Problem.
Copy the lines word for word, starting at the beginning of the lines below and continuing up to and including the line containing "box: [91, 40, 1512, 1086]". Leave the pictures out.

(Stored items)
========================================

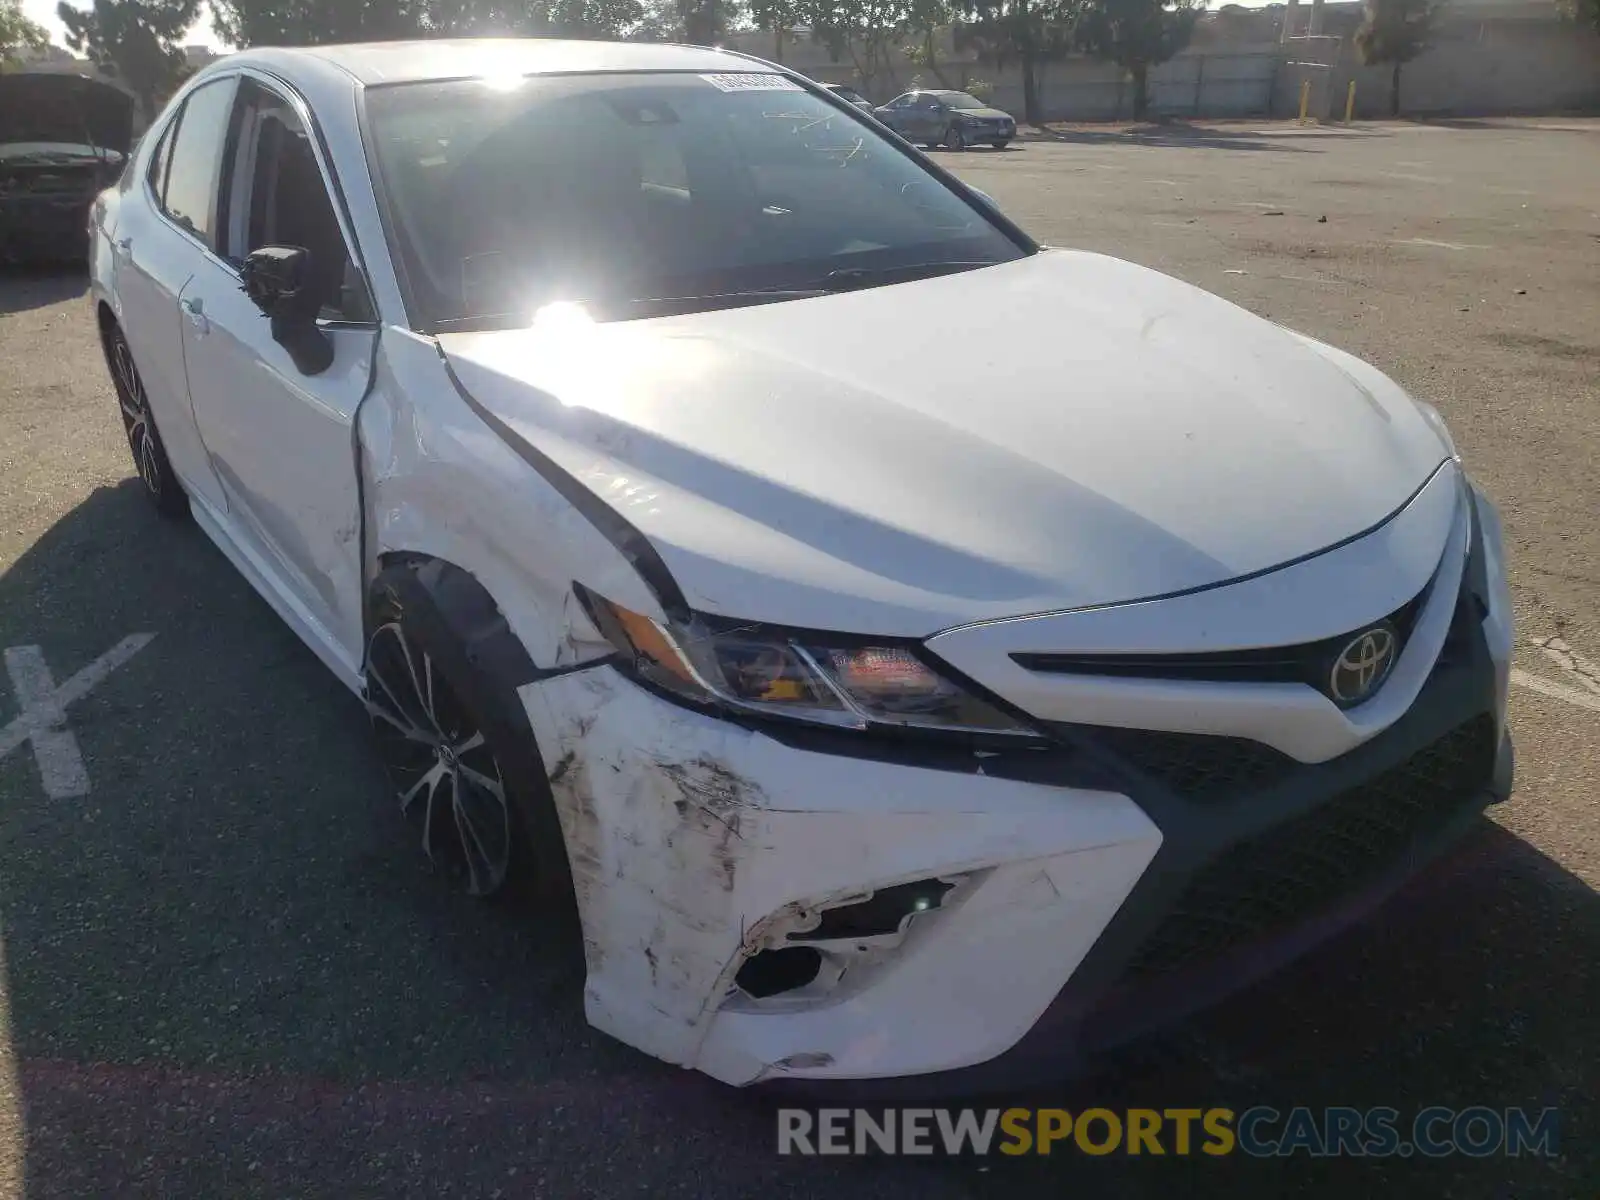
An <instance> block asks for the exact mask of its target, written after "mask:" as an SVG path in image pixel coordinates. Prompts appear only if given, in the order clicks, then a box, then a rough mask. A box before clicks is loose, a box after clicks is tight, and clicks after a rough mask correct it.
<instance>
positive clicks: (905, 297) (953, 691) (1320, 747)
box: [91, 40, 1512, 1086]
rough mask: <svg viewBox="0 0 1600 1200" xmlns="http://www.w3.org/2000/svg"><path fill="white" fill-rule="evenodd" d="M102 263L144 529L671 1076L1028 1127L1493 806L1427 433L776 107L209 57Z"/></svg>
mask: <svg viewBox="0 0 1600 1200" xmlns="http://www.w3.org/2000/svg"><path fill="white" fill-rule="evenodd" d="M91 234H93V298H91V302H93V310H94V317H96V320H98V322H99V330H101V336H102V342H104V347H106V358H107V363H109V366H110V373H112V379H114V382H115V390H117V397H118V400H120V403H122V416H123V424H125V427H126V434H128V440H130V445H131V450H133V458H134V462H136V466H138V470H139V475H141V477H142V480H144V485H146V488H147V490H149V494H150V499H152V501H154V504H155V509H157V510H158V512H162V514H165V515H171V517H179V515H186V514H187V515H192V518H194V522H195V523H197V525H198V526H200V528H202V530H203V531H205V533H206V534H208V536H210V538H211V539H213V541H216V544H218V546H219V547H221V549H222V552H224V554H226V555H227V557H229V558H230V560H232V562H234V563H235V565H237V566H238V570H240V571H243V574H245V576H246V578H248V579H250V581H251V584H253V586H254V587H256V589H259V592H261V594H262V595H264V597H266V598H267V600H269V602H270V603H272V605H274V608H275V610H277V611H278V613H280V614H282V616H283V619H285V621H288V624H290V626H293V629H294V630H296V632H298V634H299V635H301V637H302V638H304V640H306V643H307V645H309V646H310V648H312V650H314V651H315V653H317V654H318V656H320V658H322V659H323V662H326V666H328V667H330V670H333V674H334V675H336V677H338V678H339V680H341V682H342V683H344V685H346V686H347V688H350V690H354V691H357V693H358V694H360V696H363V698H365V701H366V706H368V709H370V710H371V715H373V723H374V728H376V733H378V742H379V746H381V750H382V755H384V760H386V763H387V768H389V771H390V774H392V778H394V784H395V789H397V792H398V806H400V810H402V811H403V813H405V816H406V818H410V819H413V821H414V822H416V829H418V837H419V842H421V846H422V850H424V851H426V854H427V858H429V861H430V862H432V864H434V867H435V869H437V872H438V874H442V875H445V877H446V878H451V880H454V882H458V883H459V886H462V888H466V890H467V891H470V893H475V894H496V893H501V891H504V890H506V888H509V886H510V885H520V886H523V888H528V890H531V891H534V893H539V894H542V896H544V898H546V901H547V902H549V904H550V906H552V909H550V910H552V912H563V910H565V912H571V910H573V909H576V917H578V920H579V922H581V926H582V944H584V952H586V971H587V984H586V992H584V1003H586V1010H587V1016H589V1019H590V1021H592V1022H594V1024H595V1026H597V1027H600V1029H603V1030H606V1032H610V1034H613V1035H616V1037H619V1038H622V1040H624V1042H629V1043H632V1045H635V1046H638V1048H642V1050H645V1051H648V1053H651V1054H656V1056H661V1058H664V1059H667V1061H670V1062H678V1064H685V1066H690V1067H696V1069H699V1070H704V1072H709V1074H710V1075H714V1077H717V1078H720V1080H725V1082H730V1083H738V1085H744V1083H754V1082H790V1083H792V1082H795V1080H808V1082H814V1080H848V1078H854V1080H862V1078H878V1077H899V1075H930V1074H941V1077H942V1074H946V1072H966V1074H957V1075H952V1077H950V1078H952V1082H957V1080H970V1082H974V1083H976V1082H982V1080H986V1078H1000V1077H1003V1075H1008V1074H1011V1072H1014V1070H1018V1069H1029V1070H1037V1069H1040V1066H1042V1064H1050V1069H1051V1070H1058V1069H1066V1067H1069V1066H1072V1062H1075V1061H1077V1058H1078V1056H1082V1054H1086V1053H1088V1051H1093V1050H1098V1048H1101V1046H1104V1045H1109V1043H1114V1042H1120V1040H1123V1038H1128V1037H1133V1035H1138V1034H1141V1032H1142V1030H1146V1029H1149V1027H1152V1026H1154V1024H1157V1022H1162V1021H1168V1019H1173V1018H1176V1016H1179V1014H1182V1013H1184V1011H1187V1010H1190V1008H1194V1006H1195V1005H1200V1003H1205V1002H1210V1000H1214V998H1216V997H1219V995H1222V994H1224V992H1227V990H1232V989H1237V987H1240V986H1243V984H1245V982H1248V981H1251V979H1254V978H1258V976H1259V974H1262V973H1264V971H1267V970H1270V968H1272V966H1275V965H1278V963H1282V962H1285V960H1286V958H1290V957H1291V955H1294V954H1296V952H1299V950H1302V949H1304V947H1306V946H1309V944H1312V942H1314V941H1317V939H1318V938H1323V936H1326V933H1330V931H1331V930H1334V928H1338V926H1339V925H1342V923H1346V922H1349V920H1350V918H1352V917H1354V915H1355V914H1358V912H1363V910H1366V909H1370V907H1371V906H1373V904H1374V902H1378V899H1381V898H1382V896H1386V894H1387V893H1389V891H1392V890H1394V888H1395V885H1397V883H1398V882H1400V880H1402V878H1405V877H1406V875H1408V874H1410V872H1413V870H1416V869H1418V866H1419V864H1422V862H1424V861H1426V859H1427V858H1429V856H1430V854H1434V853H1435V851H1437V850H1438V848H1440V846H1443V845H1445V843H1446V842H1448V840H1450V838H1451V837H1453V835H1454V834H1456V832H1459V830H1461V829H1462V827H1464V826H1467V824H1470V822H1472V821H1474V819H1477V816H1478V813H1480V810H1482V808H1483V806H1485V805H1486V803H1491V802H1494V800H1496V798H1504V795H1506V794H1507V792H1509V787H1510V774H1512V750H1510V739H1509V736H1507V731H1506V718H1504V714H1506V683H1507V670H1509V653H1510V619H1512V618H1510V603H1509V598H1507V590H1506V582H1504V565H1502V557H1501V533H1499V520H1498V517H1496V510H1494V507H1493V506H1491V504H1490V502H1488V501H1486V499H1485V498H1483V494H1482V493H1480V491H1477V488H1475V486H1474V485H1472V483H1470V482H1469V480H1467V475H1466V474H1464V470H1462V466H1461V459H1459V456H1458V454H1456V451H1454V448H1453V445H1451V442H1450V437H1448V434H1446V432H1445V429H1443V426H1442V422H1440V419H1438V416H1437V413H1434V410H1430V408H1429V406H1426V405H1424V403H1419V402H1414V400H1411V398H1410V397H1408V395H1406V394H1405V392H1403V390H1402V389H1400V387H1397V386H1395V384H1394V382H1390V381H1389V379H1386V378H1384V376H1382V374H1381V373H1379V371H1376V370H1373V368H1371V366H1368V365H1365V363H1362V362H1358V360H1355V358H1352V357H1350V355H1347V354H1341V352H1339V350H1334V349H1331V347H1328V346H1323V344H1320V342H1315V341H1310V339H1309V338H1302V336H1299V334H1294V333H1291V331H1288V330H1285V328H1280V326H1277V325H1274V323H1270V322H1266V320H1262V318H1259V317H1254V315H1251V314H1248V312H1245V310H1242V309H1238V307H1235V306H1232V304H1229V302H1226V301H1222V299H1218V298H1214V296H1211V294H1206V293H1203V291H1200V290H1197V288H1192V286H1189V285H1186V283H1181V282H1178V280H1174V278H1170V277H1166V275H1160V274H1157V272H1154V270H1146V269H1142V267H1138V266H1131V264H1128V262H1122V261H1117V259H1112V258H1104V256H1099V254H1090V253H1078V251H1067V250H1046V248H1042V246H1040V245H1037V243H1035V242H1034V240H1032V238H1029V237H1027V235H1026V234H1024V232H1022V230H1021V229H1018V227H1016V226H1014V224H1013V222H1010V221H1008V219H1006V218H1005V216H1002V214H1000V211H998V210H997V208H995V205H994V203H992V202H990V200H989V198H987V197H982V195H981V194H976V192H973V190H971V189H968V187H966V186H963V184H962V182H958V181H957V179H955V178H954V176H950V174H947V173H946V171H942V170H941V168H939V166H938V165H934V163H933V162H930V160H928V158H925V157H923V155H920V154H918V152H915V150H914V149H910V147H909V146H907V144H904V142H902V141H899V139H896V138H893V136H891V134H886V133H885V131H883V130H882V128H880V126H878V125H877V123H875V122H874V120H872V118H870V117H867V115H864V114H861V112H858V110H856V109H854V107H853V106H850V104H846V102H845V101H840V99H837V98H834V96H830V94H829V93H827V91H826V90H824V88H821V86H819V85H814V83H811V82H808V80H805V78H800V77H798V75H794V74H790V72H787V70H784V69H781V67H774V66H770V64H765V62H758V61H754V59H749V58H742V56H738V54H731V53H723V51H714V50H696V48H683V46H656V45H605V43H578V42H566V43H563V42H546V40H538V42H454V43H453V42H435V43H395V45H371V46H322V48H312V50H259V51H250V53H242V54H234V56H229V58H226V59H221V61H218V62H216V64H213V66H210V67H206V69H205V70H202V72H200V74H197V75H195V77H194V78H192V80H190V82H189V83H187V85H186V86H184V88H182V90H181V91H179V93H178V96H174V98H173V101H171V104H170V106H168V107H166V110H165V112H162V114H160V117H158V118H157V120H155V123H154V125H152V126H150V130H149V133H147V134H146V136H144V139H142V141H141V144H139V149H138V152H136V154H134V157H133V160H131V163H130V166H128V170H126V173H125V176H123V179H122V181H120V184H118V186H117V187H115V189H112V190H109V192H106V194H104V195H102V197H101V198H99V200H98V202H96V206H94V211H93V214H91ZM240 853H246V851H245V848H240ZM1352 986H1358V984H1352ZM811 1085H813V1083H806V1086H811Z"/></svg>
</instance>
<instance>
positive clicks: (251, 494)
mask: <svg viewBox="0 0 1600 1200" xmlns="http://www.w3.org/2000/svg"><path fill="white" fill-rule="evenodd" d="M309 123H310V114H309V112H307V109H306V106H304V102H302V101H301V99H299V98H296V96H291V94H290V93H286V91H285V90H282V88H280V85H277V83H274V82H267V80H264V78H258V77H254V75H246V77H245V78H243V82H242V85H240V90H238V99H237V106H235V114H234V123H232V130H234V133H232V138H230V139H229V147H230V149H229V157H227V162H226V163H224V170H222V179H221V187H219V194H221V203H219V211H221V213H222V229H221V230H219V238H218V246H219V251H221V253H219V254H218V256H214V258H208V259H206V261H205V262H202V264H198V266H197V267H195V270H194V274H192V277H190V278H189V282H187V285H186V286H184V290H182V296H181V307H182V310H184V317H186V320H184V325H182V331H184V362H186V366H187V376H189V395H190V400H192V403H194V411H195V421H197V424H198V429H200V437H202V438H203V442H205V446H206V450H208V451H210V456H211V462H213V466H214V470H216V474H218V477H219V478H221V482H222V488H224V491H226V494H227V504H229V526H230V528H229V531H230V534H232V536H234V539H235V542H237V544H238V549H240V550H243V552H245V555H246V557H248V558H253V560H254V562H253V563H251V565H254V566H256V570H258V571H259V573H261V574H262V576H264V582H266V586H267V587H269V589H270V590H272V592H274V595H270V597H269V598H272V600H274V602H275V603H277V606H278V610H280V613H283V616H285V618H286V619H290V622H291V624H294V626H298V627H299V632H301V634H302V635H309V637H307V640H309V642H310V643H312V646H314V648H315V650H317V651H318V653H320V654H322V656H323V659H325V661H326V662H328V666H330V667H333V669H334V670H336V672H339V674H341V675H346V678H347V680H350V678H354V670H355V667H357V664H358V662H360V651H362V563H360V538H358V530H360V493H358V490H357V464H355V442H354V421H355V410H357V405H360V402H362V397H365V395H366V386H368V379H370V373H371V365H373V350H374V347H376V339H378V323H376V320H374V310H373V302H371V298H370V291H368V288H366V280H365V277H363V275H362V274H360V272H358V270H357V269H355V262H357V256H355V254H354V253H352V243H350V240H349V235H347V230H346V227H344V224H342V222H341V219H339V216H338V206H336V205H334V200H333V190H331V178H333V176H331V174H330V173H328V170H326V163H325V162H323V158H322V150H320V147H318V144H317V139H315V138H314V136H312V131H310V126H309ZM264 246H301V248H306V250H307V251H309V253H310V277H312V280H314V283H312V286H315V288H317V291H318V293H320V294H322V301H323V302H322V317H320V320H318V328H320V333H322V336H325V338H326V339H328V342H330V344H331V347H333V363H331V365H330V366H328V368H326V370H323V371H318V373H315V374H307V373H304V371H301V370H299V368H298V366H296V365H294V360H293V358H291V357H290V354H288V350H285V349H283V346H280V344H278V342H275V341H274V339H272V326H270V322H269V320H267V317H266V315H264V314H262V312H261V310H259V309H258V307H256V306H254V304H253V302H251V301H250V298H248V296H245V293H243V291H242V288H240V274H238V269H240V266H242V264H243V261H245V256H246V254H250V251H253V250H259V248H264ZM346 672H349V674H346Z"/></svg>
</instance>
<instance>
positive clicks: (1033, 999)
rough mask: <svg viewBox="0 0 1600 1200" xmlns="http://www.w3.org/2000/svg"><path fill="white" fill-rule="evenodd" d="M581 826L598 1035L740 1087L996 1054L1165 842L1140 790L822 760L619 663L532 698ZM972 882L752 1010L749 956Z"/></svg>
mask: <svg viewBox="0 0 1600 1200" xmlns="http://www.w3.org/2000/svg"><path fill="white" fill-rule="evenodd" d="M523 696H525V701H526V702H528V710H530V717H531V718H533V722H534V731H536V736H538V738H539V744H541V746H566V747H576V749H573V750H570V752H566V754H562V755H557V757H555V758H554V760H552V762H550V763H549V765H550V773H552V779H554V781H555V782H554V790H555V800H557V808H558V811H560V816H562V824H563V830H565V835H566V845H568V858H570V861H571V867H573V877H574V886H576V893H578V906H579V914H581V920H582V926H584V950H586V962H587V971H589V978H587V986H586V992H584V998H586V1010H587V1014H589V1019H590V1022H592V1024H595V1026H597V1027H598V1029H603V1030H606V1032H610V1034H613V1035H616V1037H619V1038H621V1040H624V1042H629V1043H632V1045H635V1046H638V1048H640V1050H645V1051H648V1053H653V1054H656V1056H659V1058H664V1059H667V1061H670V1062H680V1064H683V1066H691V1067H698V1069H701V1070H706V1072H707V1074H710V1075H714V1077H715V1078H720V1080H725V1082H728V1083H750V1082H754V1080H758V1078H763V1077H766V1075H773V1074H805V1075H811V1077H829V1078H864V1077H880V1075H904V1074H917V1072H926V1070H949V1069H957V1067H963V1066H970V1064H974V1062H981V1061H984V1059H989V1058H992V1056H995V1054H998V1053H1002V1051H1003V1050H1005V1048H1006V1046H1010V1045H1011V1043H1014V1042H1016V1040H1018V1038H1019V1037H1021V1035H1022V1034H1024V1032H1026V1030H1027V1029H1029V1027H1030V1026H1032V1024H1034V1022H1035V1021H1037V1019H1038V1016H1040V1014H1042V1013H1043V1011H1045V1008H1046V1006H1048V1005H1050V1002H1051V998H1053V997H1054V995H1056V994H1058V992H1059V990H1061V987H1062V986H1064V984H1066V981H1067V978H1069V976H1070V974H1072V970H1074V966H1075V965H1077V962H1078V960H1080V958H1082V957H1083V955H1085V954H1086V952H1088V949H1090V946H1091V944H1093V942H1094V939H1096V936H1098V934H1099V931H1101V930H1102V928H1104V926H1106V923H1107V922H1109V920H1110V918H1112V915H1114V914H1115V912H1117V909H1118V907H1120V906H1122V902H1123V899H1125V898H1126V894H1128V891H1130V890H1131V888H1133V885H1134V882H1136V880H1138V878H1139V875H1141V874H1142V872H1144V867H1146V866H1147V864H1149V861H1150V858H1152V856H1154V854H1155V851H1157V848H1158V846H1160V834H1158V832H1157V829H1155V826H1154V824H1152V822H1150V819H1149V818H1147V816H1146V814H1144V813H1142V811H1139V808H1138V806H1136V805H1134V803H1133V802H1131V800H1128V798H1126V797H1123V795H1117V794H1114V792H1109V790H1096V789H1093V787H1059V786H1053V784H1043V782H1029V781H1019V779H1003V778H989V776H984V774H978V773H974V771H971V770H968V771H954V770H938V768H925V766H914V765H909V763H904V762H875V760H869V758H856V757H846V755H840V754H824V752H816V750H810V749H798V747H794V746H786V744H782V742H779V741H776V739H773V738H770V736H766V734H763V733H755V731H750V730H744V728H739V726H736V725H730V723H726V722H722V720H715V718H710V717H706V715H701V714H694V712H688V710H685V709H680V707H677V706H674V704H670V702H667V701H664V699H659V698H656V696H653V694H650V693H646V691H643V690H640V688H638V686H635V685H634V683H630V682H627V680H624V678H622V677H619V675H616V674H614V672H613V670H611V669H610V667H602V669H598V670H594V672H582V674H576V675H568V677H563V678H557V680H550V682H546V683H542V685H541V683H534V685H530V686H528V688H525V690H523ZM931 877H942V878H957V880H962V883H960V886H958V890H957V891H954V893H950V896H949V899H947V902H946V904H941V906H939V907H938V909H934V910H930V912H926V914H922V915H918V917H915V918H914V920H912V922H910V926H909V930H907V933H906V936H904V939H902V941H901V942H899V944H898V946H896V947H894V950H893V954H888V955H882V954H866V955H861V960H859V962H856V960H851V962H850V968H848V970H846V971H845V974H843V978H842V979H838V982H837V986H835V987H832V989H830V990H829V992H827V994H826V995H819V997H813V998H811V1000H806V1002H797V1000H795V998H794V997H787V995H779V997H771V998H770V1000H766V1002H760V1000H754V998H750V997H747V995H742V994H739V992H738V990H736V989H734V974H736V973H738V970H739V968H741V965H742V962H744V960H746V957H749V955H750V954H755V952H760V950H763V949H781V947H784V946H786V944H787V934H789V933H792V931H800V930H805V928H806V926H808V925H814V917H813V914H816V912H819V910H822V909H826V907H827V906H829V904H834V902H838V901H846V899H850V898H859V896H861V894H862V893H864V891H870V890H874V888H885V886H890V885H896V883H904V882H912V880H925V878H931Z"/></svg>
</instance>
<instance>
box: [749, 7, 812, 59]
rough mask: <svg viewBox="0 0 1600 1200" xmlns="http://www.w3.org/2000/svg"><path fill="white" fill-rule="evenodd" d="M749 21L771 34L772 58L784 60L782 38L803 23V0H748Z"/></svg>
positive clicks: (804, 14) (803, 21)
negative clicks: (796, 27)
mask: <svg viewBox="0 0 1600 1200" xmlns="http://www.w3.org/2000/svg"><path fill="white" fill-rule="evenodd" d="M749 8H750V22H752V24H754V26H755V27H757V29H760V30H762V32H763V34H771V35H773V58H774V59H776V61H778V62H782V61H784V38H786V37H787V35H789V30H790V29H794V27H795V26H802V24H805V13H803V8H805V5H803V0H750V5H749Z"/></svg>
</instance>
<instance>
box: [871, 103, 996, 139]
mask: <svg viewBox="0 0 1600 1200" xmlns="http://www.w3.org/2000/svg"><path fill="white" fill-rule="evenodd" d="M874 115H875V117H877V118H878V120H880V122H883V123H885V125H888V126H890V128H891V130H894V131H896V133H898V134H901V136H902V138H904V139H906V141H910V142H917V144H920V146H942V147H946V149H947V150H965V149H966V147H968V146H976V144H979V142H987V144H989V146H994V147H995V149H997V150H1003V149H1005V147H1006V144H1010V141H1011V139H1013V138H1014V136H1016V120H1014V118H1013V117H1011V114H1008V112H1002V110H1000V109H992V107H989V106H987V104H984V102H982V101H981V99H978V98H976V96H968V94H966V93H965V91H942V90H936V91H907V93H904V94H901V96H896V98H894V99H891V101H890V102H888V104H885V106H882V107H878V109H874Z"/></svg>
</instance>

========================================

Answer to this exercise.
An <instance> block asks for the exact mask of its target, written after "mask:" as an SVG path in image pixel coordinates. Prompts appear only if given, in the order clicks, then a box, then a rough mask. A box before clicks is loose, a box after clicks is tight, and clicks after a rough mask correct it.
<instance>
positive clicks: (905, 297) (953, 691) (1320, 747)
box: [91, 40, 1512, 1086]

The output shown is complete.